◆ **WHAT IS BEING ASKED**
Set out the part of the items from the line containing "[spot] the colorful" through the final line of the items as a numbered list, leaving out blank lines.

Items from a data source
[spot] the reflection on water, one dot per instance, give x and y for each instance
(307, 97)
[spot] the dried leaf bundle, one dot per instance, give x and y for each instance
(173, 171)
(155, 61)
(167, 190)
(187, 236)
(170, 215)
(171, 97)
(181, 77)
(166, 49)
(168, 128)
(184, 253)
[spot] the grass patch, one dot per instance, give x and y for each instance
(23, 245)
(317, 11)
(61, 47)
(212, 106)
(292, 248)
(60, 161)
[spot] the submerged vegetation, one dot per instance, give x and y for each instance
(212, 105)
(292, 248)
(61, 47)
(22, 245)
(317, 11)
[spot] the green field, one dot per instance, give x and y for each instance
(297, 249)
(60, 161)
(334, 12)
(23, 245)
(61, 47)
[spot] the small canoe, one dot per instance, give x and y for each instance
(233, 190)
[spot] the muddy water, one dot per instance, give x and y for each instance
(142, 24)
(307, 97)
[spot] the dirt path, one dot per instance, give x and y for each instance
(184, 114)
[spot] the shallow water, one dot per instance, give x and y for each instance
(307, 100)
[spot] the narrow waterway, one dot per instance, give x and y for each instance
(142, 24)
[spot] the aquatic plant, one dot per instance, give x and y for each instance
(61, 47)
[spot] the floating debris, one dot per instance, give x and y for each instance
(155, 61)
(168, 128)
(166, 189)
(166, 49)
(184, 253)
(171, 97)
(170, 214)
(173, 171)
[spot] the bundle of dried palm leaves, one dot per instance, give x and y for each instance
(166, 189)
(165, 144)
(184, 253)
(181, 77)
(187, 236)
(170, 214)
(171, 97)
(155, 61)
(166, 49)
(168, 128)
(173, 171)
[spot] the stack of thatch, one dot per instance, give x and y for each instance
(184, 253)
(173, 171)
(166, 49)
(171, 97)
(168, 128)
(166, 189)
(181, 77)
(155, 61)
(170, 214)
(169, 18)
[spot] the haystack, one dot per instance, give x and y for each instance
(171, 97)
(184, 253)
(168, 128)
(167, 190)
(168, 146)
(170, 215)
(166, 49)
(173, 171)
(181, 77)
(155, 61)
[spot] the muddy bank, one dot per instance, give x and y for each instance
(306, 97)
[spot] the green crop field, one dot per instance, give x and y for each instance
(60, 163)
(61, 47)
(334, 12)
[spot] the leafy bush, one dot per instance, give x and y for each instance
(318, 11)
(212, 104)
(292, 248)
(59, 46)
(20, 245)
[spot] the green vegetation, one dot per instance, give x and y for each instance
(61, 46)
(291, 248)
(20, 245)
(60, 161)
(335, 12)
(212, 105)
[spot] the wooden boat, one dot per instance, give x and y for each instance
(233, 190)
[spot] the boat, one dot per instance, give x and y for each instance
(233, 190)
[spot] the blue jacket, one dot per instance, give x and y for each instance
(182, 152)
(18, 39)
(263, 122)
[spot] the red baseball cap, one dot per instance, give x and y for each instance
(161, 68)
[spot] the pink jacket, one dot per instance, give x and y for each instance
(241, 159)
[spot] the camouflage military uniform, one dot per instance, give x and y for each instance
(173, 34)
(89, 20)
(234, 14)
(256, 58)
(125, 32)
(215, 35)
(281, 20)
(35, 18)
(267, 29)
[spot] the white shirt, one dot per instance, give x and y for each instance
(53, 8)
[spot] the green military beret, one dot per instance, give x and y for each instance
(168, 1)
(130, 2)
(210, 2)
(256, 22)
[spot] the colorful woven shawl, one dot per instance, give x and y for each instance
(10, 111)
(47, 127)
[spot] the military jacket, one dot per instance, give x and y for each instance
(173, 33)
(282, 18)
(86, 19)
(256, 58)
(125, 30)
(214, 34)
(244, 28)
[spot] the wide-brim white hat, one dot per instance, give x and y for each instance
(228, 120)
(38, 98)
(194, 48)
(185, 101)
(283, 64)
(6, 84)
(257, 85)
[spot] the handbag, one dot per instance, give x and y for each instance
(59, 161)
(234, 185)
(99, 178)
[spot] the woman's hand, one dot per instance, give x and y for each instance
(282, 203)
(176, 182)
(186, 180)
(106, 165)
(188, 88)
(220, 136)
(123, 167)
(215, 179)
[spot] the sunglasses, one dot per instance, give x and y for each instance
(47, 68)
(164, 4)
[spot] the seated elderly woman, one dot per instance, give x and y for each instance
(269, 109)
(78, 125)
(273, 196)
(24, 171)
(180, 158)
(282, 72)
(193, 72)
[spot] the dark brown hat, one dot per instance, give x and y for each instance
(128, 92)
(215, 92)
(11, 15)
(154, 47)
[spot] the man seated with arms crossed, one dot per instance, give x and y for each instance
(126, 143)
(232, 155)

◆ **EXPECTED ANSWER**
1. [spot] the colorful woven shawl, one dot per instance, give x and y for each instance
2. (10, 111)
3. (47, 127)
4. [spot] the military jacket, one dot per instance, give x and y for each instance
5. (173, 33)
6. (282, 18)
7. (86, 19)
8. (256, 58)
9. (125, 30)
10. (214, 34)
11. (244, 28)
12. [spot] the wide-brim white hat, one dot per instance, give x and y for each instance
13. (228, 120)
14. (38, 98)
15. (194, 48)
16. (185, 101)
17. (283, 64)
18. (6, 84)
19. (257, 85)
20. [spot] the handbag, one dot per instance, give x and y for each instance
21. (59, 161)
22. (234, 185)
23. (99, 178)
24. [spot] the woman's hand, one dot per instance, give x and y for each instance
25. (282, 203)
26. (176, 182)
27. (186, 180)
28. (106, 165)
29. (188, 88)
30. (220, 136)
31. (123, 167)
32. (215, 179)
33. [spot] the sunglasses, one dot per instance, give x and y for each instance
34. (47, 68)
35. (164, 4)
36. [spot] the seated elderly woman, one dot per instance, give x and y for each instance
37. (269, 109)
38. (78, 125)
39. (273, 196)
40. (24, 171)
41. (180, 158)
42. (282, 72)
43. (193, 72)
44. [spot] the dark brown hat, one dot per instance, give x and y for each instance
45. (128, 92)
46. (215, 92)
47. (11, 15)
48. (154, 47)
49. [spot] the man seated with arms crossed, one dot per instance, give x and y for each instance
50. (126, 143)
51. (232, 155)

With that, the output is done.